** BEGIN DOCUMENT **
Colorado Wildflowers



It's been a year of the strangest weather here in Colorado. Everything from 70 degree days in January and February to a summer full of tornadoes and hail storms. Of all the years I have lived in Colorado this has got to be one of the greenest. In the distance from downtown you can see the mountains blanketed in vibrant colors.

This year I've seen wild irises in the Teller County valley this spring, wild sunflowers just about every where you turn, and now wildflowers of every shape and color throughout the high country. Walking through valleys and even up fourteen thousand foot peaks they are everywhere and in mass numbers.



A recent hike on a hunt for the state flower was successful and I got to share the adventure with a great friend. The friend I went hiking with jokingly commented on a song from a very well known movie... and this year the mountains truly are alive!

Crossing the Cattle Guards


It seems they are everywhere… some near, some far. And once your tires rumble across the staggered metal bars it’s almost as if you enter into a totally different world, and even sometimes a state of mind. Some are as near as the rural county roads not far from the house. I even see the grass feeding creatures they contain, daily as I merge onto E-470.

But the cattle guards that seem the most intriguing to me are the ones that take you into seemingly far away lands from the everyday life in the city. Wide open fields of the eastern plains, where fourteen thousand foot peaks are barely within sight, trains rumbling through the countryside as the tall grass sways in the wind. Dried up ancient bodies of water, the massive round boulders and eroded banks a testament to the waters that once whisked through the valleys. And majestic pyramids of granite, only slightly eroded by time, adorned with wildflowers of every color and slowly melting glaciers. All are in sight once you cross the cattle guard and yet each so drastic from one another.

8.21.2009

Artistic Expression


By the date of the last posting on here one can easily see how neglected this blog is… again.
** END DOCUMENT **
** BEGIN RECORDS SHOWN **
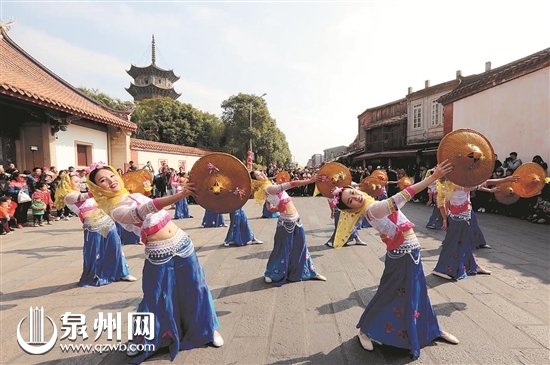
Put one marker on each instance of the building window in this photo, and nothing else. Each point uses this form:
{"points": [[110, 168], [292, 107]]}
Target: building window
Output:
{"points": [[83, 155], [417, 116], [436, 113]]}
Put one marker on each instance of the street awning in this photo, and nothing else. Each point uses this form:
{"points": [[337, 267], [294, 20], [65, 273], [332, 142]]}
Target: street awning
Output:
{"points": [[395, 153], [398, 153], [364, 156]]}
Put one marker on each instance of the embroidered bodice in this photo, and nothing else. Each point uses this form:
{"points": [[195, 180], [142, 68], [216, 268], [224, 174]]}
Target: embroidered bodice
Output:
{"points": [[80, 203], [139, 214], [277, 200], [386, 218]]}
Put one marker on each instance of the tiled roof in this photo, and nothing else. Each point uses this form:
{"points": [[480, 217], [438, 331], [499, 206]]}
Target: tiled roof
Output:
{"points": [[141, 144], [24, 78], [388, 121], [474, 84]]}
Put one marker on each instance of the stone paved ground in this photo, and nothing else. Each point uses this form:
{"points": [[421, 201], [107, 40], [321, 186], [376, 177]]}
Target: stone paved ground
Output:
{"points": [[499, 319]]}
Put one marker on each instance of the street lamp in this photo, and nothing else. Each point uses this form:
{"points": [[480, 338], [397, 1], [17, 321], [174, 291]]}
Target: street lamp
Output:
{"points": [[261, 96]]}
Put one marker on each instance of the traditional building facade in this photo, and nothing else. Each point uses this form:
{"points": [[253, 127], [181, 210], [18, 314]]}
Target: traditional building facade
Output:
{"points": [[152, 82], [163, 153], [385, 128], [510, 105], [48, 122]]}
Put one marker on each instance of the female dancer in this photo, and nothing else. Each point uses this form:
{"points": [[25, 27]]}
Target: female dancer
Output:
{"points": [[400, 313], [173, 283], [104, 261], [335, 214], [456, 260], [436, 219], [239, 232], [290, 258], [181, 206], [212, 219]]}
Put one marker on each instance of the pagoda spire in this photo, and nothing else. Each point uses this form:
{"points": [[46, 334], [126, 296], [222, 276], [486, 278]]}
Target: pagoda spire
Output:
{"points": [[153, 56]]}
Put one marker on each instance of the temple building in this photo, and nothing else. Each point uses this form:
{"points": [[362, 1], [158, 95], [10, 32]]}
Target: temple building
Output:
{"points": [[152, 81]]}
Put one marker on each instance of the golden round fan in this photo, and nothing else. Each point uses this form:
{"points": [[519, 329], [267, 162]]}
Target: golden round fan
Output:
{"points": [[471, 155], [531, 179], [506, 194], [138, 182], [282, 177], [404, 182], [380, 175], [371, 185], [222, 181], [333, 174]]}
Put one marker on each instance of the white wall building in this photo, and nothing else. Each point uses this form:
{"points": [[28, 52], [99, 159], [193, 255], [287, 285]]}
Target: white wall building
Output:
** END RECORDS SHOWN **
PROBLEM SET:
1. Locate each line of the records that contains the string "bodice", treating uppercase and lowercase as different, and copy those lines.
2. Resume the Colorado blog excerpt after its last sentence and continue writing it.
The records have no connection to the Colorado blog excerpt.

TASK RESPONSES:
1.
Put one marker on each instance of the embroidered bodice in this photo, and nothing else. Each point uses this form:
Target: embroidered bodice

2.
Even though life is a much slower pace in Colorado than the rat race of Atlanta, it’s still easy to get caught up in people and things, and forget about what it is that makes us tick. Just as lives together can build they can easily crumble, and most times much faster than the rate of which they were built. It’s in these times that one looses the identity of “us” and painfully returns to just “me.” But as that shift revolves the dreams of a life together and of dreams that were seemingly in one’s grasp suddenly slip through the fingers and off into the darkness. I try to remind myself of the saying that “It is better to have loved and lost, then to have never loved at all.” But when it’s your breaking heart that keeps you up at night, there are few things that comfort you. It’s those difficult days of learning how to fall out of love, clutching the pillow at night rather than falling asleep with our heads on their chest… waking up without the cup of coffee they bring us or the early phone call to say good morning, that rattles our emotions and can shake us to our core. It’s the moments we realize how badly we’ve been hurt that we drive up to the mountains in the middle of the night to sit under a starry moon lit sky and let it all out. The pictures we took, the places we went together, the times shared… that we hope in time our hearts will heal and let those memories once again be filled with joy and happiness. It’s the true friends that show their colors and either directly or inadvertently show you how much they care and understand what you are going through. Dogs still sit at the door waiting for you at the end of the day… their tails wagging with the unconditional love they have for you. And then new people come into our lives… reminding us again that there are truly good people out there in the world that we can trust and open up to. Whether near or far, they bring smiles to our day in the simplest ways… and they remind us how the poetic lyrics of our favorite song, the art of the written word, or a moment captured in time through a lens can begin to heal our heart, mind and soul. It’s those artistic expressions that can help us heal as we learn to allow into our lives those that can show us how to do it all over again! As each day sets over the horizon of the jagged Colorado Rockies… new days begin from the east with hope and understanding.


Dedicated to my friend Russ in Atlanta… who’s walking in foot steps very similar to mine.

11.15.2008

Shut your eyes...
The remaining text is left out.